- **TASK STATEMENT**: Every line that contains the word "setting" should be copied from the records below.

- **INFORMATION PROVIDED**:
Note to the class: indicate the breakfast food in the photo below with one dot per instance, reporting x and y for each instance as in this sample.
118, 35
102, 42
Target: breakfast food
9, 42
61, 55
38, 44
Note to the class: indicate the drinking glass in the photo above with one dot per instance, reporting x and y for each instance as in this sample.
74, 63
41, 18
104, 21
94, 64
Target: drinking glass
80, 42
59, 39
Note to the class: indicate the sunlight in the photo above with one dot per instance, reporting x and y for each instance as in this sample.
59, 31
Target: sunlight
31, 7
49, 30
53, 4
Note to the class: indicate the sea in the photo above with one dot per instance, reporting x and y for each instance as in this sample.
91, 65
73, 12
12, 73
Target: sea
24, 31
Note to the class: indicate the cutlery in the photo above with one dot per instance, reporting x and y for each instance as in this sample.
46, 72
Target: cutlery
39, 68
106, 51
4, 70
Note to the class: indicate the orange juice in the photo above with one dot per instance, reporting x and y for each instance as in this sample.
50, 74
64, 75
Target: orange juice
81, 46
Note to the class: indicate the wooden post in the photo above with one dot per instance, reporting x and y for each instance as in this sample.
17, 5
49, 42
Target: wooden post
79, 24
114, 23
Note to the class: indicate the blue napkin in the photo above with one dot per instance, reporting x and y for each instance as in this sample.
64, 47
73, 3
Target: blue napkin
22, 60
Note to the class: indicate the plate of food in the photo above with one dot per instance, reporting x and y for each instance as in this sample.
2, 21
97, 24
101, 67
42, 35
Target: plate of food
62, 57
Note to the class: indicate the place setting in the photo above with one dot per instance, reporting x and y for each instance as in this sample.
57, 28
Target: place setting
--
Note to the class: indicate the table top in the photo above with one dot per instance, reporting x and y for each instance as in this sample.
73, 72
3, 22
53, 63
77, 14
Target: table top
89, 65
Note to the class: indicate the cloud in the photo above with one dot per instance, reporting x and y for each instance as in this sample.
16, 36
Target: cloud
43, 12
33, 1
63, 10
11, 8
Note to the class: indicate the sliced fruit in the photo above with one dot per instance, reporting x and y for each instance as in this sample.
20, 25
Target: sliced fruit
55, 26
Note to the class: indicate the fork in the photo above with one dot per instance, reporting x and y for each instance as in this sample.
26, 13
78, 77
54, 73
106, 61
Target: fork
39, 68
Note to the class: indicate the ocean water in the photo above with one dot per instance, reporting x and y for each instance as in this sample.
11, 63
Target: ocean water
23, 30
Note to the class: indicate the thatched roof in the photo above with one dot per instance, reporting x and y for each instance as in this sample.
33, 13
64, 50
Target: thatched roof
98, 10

- **COMPLETED EXERCISE**:
Note to the class: indicate the place setting in the photo above with one dot per instance, reporting x and y for each instance as in this sample.
Target: place setting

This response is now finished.